Problem: Each record below is to be reproduced without any change.
===== Data for this task =====
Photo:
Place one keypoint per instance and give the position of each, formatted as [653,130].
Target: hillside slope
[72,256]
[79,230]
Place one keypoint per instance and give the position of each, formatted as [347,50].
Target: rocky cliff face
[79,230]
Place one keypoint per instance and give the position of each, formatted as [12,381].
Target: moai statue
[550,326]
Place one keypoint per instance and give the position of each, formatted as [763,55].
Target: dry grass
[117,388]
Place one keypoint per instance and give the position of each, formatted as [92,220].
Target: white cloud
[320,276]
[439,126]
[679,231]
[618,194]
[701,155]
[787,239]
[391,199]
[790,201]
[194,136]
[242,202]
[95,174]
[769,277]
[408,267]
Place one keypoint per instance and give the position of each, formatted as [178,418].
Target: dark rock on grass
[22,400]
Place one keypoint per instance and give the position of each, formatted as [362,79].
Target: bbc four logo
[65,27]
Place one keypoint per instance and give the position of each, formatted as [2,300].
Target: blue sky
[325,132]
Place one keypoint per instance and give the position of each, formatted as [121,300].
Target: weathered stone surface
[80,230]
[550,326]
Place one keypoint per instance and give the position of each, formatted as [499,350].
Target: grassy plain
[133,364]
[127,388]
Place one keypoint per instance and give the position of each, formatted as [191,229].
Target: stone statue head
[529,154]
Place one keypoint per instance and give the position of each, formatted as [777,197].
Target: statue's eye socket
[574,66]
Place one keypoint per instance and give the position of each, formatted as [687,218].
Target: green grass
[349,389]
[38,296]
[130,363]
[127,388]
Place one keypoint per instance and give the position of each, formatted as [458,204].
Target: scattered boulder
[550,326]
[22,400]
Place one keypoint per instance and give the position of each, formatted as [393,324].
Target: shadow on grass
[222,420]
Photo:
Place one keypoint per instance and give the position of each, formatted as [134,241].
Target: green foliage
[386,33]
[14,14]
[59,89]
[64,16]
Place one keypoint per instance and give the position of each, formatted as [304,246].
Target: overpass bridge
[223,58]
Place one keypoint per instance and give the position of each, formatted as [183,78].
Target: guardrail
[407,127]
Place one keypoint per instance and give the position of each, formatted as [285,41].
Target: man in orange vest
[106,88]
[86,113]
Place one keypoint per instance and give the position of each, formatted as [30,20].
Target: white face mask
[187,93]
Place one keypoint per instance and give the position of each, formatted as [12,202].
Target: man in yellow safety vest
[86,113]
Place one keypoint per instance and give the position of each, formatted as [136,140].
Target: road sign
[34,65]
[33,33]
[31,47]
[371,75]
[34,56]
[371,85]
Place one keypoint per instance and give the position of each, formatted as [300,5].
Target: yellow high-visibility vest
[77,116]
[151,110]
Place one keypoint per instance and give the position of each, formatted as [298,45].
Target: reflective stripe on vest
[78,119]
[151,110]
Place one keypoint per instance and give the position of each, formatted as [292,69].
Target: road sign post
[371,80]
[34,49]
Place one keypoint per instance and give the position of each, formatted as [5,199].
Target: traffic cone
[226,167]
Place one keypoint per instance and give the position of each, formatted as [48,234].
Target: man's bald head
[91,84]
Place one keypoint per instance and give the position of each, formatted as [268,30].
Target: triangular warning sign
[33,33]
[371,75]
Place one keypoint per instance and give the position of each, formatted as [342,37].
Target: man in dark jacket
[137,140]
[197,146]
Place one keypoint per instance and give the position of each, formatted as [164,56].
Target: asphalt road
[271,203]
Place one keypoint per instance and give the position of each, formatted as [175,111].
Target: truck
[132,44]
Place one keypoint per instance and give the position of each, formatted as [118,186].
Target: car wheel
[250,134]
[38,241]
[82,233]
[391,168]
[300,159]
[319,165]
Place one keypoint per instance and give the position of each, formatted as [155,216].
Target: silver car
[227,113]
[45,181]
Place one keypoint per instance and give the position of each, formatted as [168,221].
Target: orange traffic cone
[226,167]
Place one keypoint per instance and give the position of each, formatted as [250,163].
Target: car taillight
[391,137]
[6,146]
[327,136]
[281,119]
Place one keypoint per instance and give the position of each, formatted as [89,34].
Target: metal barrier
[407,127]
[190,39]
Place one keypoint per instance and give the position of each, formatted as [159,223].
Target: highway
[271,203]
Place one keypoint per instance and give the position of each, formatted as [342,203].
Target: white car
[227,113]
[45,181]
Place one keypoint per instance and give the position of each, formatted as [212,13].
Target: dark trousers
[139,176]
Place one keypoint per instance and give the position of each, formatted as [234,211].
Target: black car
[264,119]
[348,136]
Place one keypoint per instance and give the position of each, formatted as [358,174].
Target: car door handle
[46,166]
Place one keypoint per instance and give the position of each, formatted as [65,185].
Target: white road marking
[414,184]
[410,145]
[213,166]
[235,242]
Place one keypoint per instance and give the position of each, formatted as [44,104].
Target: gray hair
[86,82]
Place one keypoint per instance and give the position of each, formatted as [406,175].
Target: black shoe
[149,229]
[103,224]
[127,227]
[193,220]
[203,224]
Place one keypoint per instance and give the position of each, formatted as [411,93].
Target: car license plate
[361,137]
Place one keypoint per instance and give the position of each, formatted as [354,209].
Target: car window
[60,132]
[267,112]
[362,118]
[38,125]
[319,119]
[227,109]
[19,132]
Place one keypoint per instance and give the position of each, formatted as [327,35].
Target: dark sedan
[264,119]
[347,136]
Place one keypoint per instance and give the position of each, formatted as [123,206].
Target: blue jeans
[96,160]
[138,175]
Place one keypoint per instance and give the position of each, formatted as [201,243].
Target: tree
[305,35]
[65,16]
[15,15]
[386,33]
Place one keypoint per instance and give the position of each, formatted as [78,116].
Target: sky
=====
Output of the exercise:
Photo:
Place one keypoint per instance and give the position of each, formatted as [653,130].
Target: hillside slope
[72,256]
[79,230]
Place one keypoint per instance and give the position of each, formatted as [347,50].
Target: rocky cliff face
[79,230]
Place one keypoint per instance and give the position of each, formatted as [12,381].
Target: moai statue
[550,326]
Place one keypoint per instance and give the position of each, formatted as [763,55].
Target: dry grass
[117,388]
Place one keypoint per instance and give the position of each, formatted as [92,220].
Target: white cloud
[320,276]
[439,126]
[679,231]
[618,194]
[701,155]
[787,239]
[391,199]
[790,201]
[194,136]
[242,202]
[95,174]
[769,277]
[408,267]
Place one keypoint per instance and give the position of each, formatted as [178,418].
Target: dark rock on grass
[22,400]
Place one keypoint per instance and give the position of each, formatted as [362,79].
Target: bbc four logo
[65,27]
Place one keypoint per instance and give the position of each, formatted as [2,300].
Target: blue sky
[325,132]
Place one keypoint per instance and give the position of each, formatted as [121,300].
Target: weathered stone surface
[80,230]
[550,326]
Place one keypoint per instance and give the position of each, formatted as [499,350].
Target: grassy plain
[133,364]
[127,388]
Place one keypoint per instance and give the position of each, formatted as [191,229].
Target: stone statue head
[529,154]
Place one keypoint per instance and give the position of each, formatted as [777,197].
Target: statue's eye socket
[574,66]
Place one keypoint per instance and give the position of each, formatted as [687,218].
Target: green grass
[349,389]
[38,296]
[130,363]
[127,388]
Place one keypoint per instance and give the position of each, formatted as [458,204].
Target: scattered boulder
[550,326]
[22,400]
Place one keypoint per instance and give the position of each, formatted as [393,324].
Target: shadow on grass
[222,420]
Photo:
Place one keypoint per instance and give the position of each, formatted as [134,241].
Target: green foliage
[386,33]
[14,14]
[59,89]
[64,16]
Place one keypoint per instance and give the position of each, formatted as [304,246].
Target: overpass bridge
[223,58]
Place one keypoint per instance and give the position of each, formatted as [183,78].
Target: guardrail
[407,127]
Place one keypoint per instance and give the position of each, formatted as [285,41].
Target: man in orange vest
[106,88]
[86,113]
Place one keypoint per instance and give the position of each, formatted as [30,20].
Target: white face mask
[187,93]
Place one keypoint per instance and give the position of each, formatted as [12,202].
Target: man in yellow safety vest
[86,113]
Place one keypoint per instance and give the position of each, formatted as [136,140].
Target: road sign
[34,65]
[33,33]
[31,47]
[371,75]
[34,56]
[371,85]
Place one keypoint per instance and give the position of each, formatted as [300,5].
Target: yellow high-visibility vest
[77,116]
[151,110]
Place one keypoint per instance and give the position of each, formatted as [298,45].
Target: reflective stripe on vest
[78,119]
[151,110]
Place one keypoint per instance and give the position of each, formatted as [292,69].
Target: road sign post
[371,80]
[34,49]
Place one keypoint per instance and give the position of each, formatted as [5,199].
Target: traffic cone
[226,167]
Place one keypoint per instance and give the position of each, formatted as [48,234].
Target: man's bald head
[91,84]
Place one keypoint per instance and give the position of each, formatted as [268,30].
Target: triangular warning sign
[33,33]
[371,75]
Place one keypoint per instance and give the position of each, formatted as [342,37].
Target: man in dark jacket
[137,140]
[197,146]
Place one keypoint per instance and give the position of each, formatted as [164,56].
Target: asphalt road
[271,203]
Place one keypoint per instance and give the position of each, formatted as [175,111].
Target: truck
[132,44]
Place one keypoint per instance and give the position of each, formatted as [118,186].
Target: car wheel
[250,134]
[38,241]
[82,233]
[391,168]
[300,159]
[319,165]
Place one keypoint per instance and give the position of each, formatted as [155,216].
Target: silver car
[227,113]
[45,181]
Place one keypoint per instance and give the position of each, formatted as [168,221].
Target: orange traffic cone
[226,167]
Place one keypoint per instance and give the position of each, formatted as [250,163].
Target: car taillight
[391,137]
[6,146]
[327,136]
[281,119]
Place one keypoint per instance and give the position of each, formatted as [89,34].
Target: metal barrier
[407,127]
[190,39]
Place one keypoint per instance and give the position of each, formatted as [159,223].
Target: highway
[271,203]
Place one keypoint per instance and give the position of each, formatted as [342,203].
Target: white car
[227,113]
[45,181]
Place one keypoint per instance and give the position of each, formatted as [212,13].
Target: dark trousers
[139,176]
Place one keypoint per instance and give the position of each, formatted as [234,211].
Target: black car
[264,119]
[348,136]
Place one keypoint per instance and give the position of each, formatted as [358,174].
Target: car door handle
[46,166]
Place one keypoint per instance and give the position of each, formatted as [65,185].
Target: white road marking
[414,184]
[410,145]
[213,166]
[235,242]
Place one keypoint per instance and give the position of each, formatted as [44,104].
Target: gray hair
[86,82]
Place one keypoint per instance and give the position of each, formatted as [406,175].
Target: black shoe
[149,229]
[103,224]
[127,227]
[193,220]
[203,224]
Place one keypoint per instance and give the position of each, formatted as [411,93].
Target: car license plate
[361,137]
Place one keypoint per instance and give the position of each, formatted as [354,209].
Target: car window
[60,132]
[267,112]
[362,118]
[38,125]
[319,119]
[227,109]
[19,132]
Place one keypoint per instance and give the position of each, formatted as [327,35].
Target: dark sedan
[264,119]
[347,136]
Place one keypoint per instance and give the position of each, formatted as [123,206].
Target: blue jeans
[96,160]
[138,175]
Place one keypoint per instance and give the position of each, formatted as [201,243].
Target: tree
[305,35]
[65,16]
[15,15]
[386,33]
Place one keypoint per instance and give the position of each, formatted as [78,116].
Target: sky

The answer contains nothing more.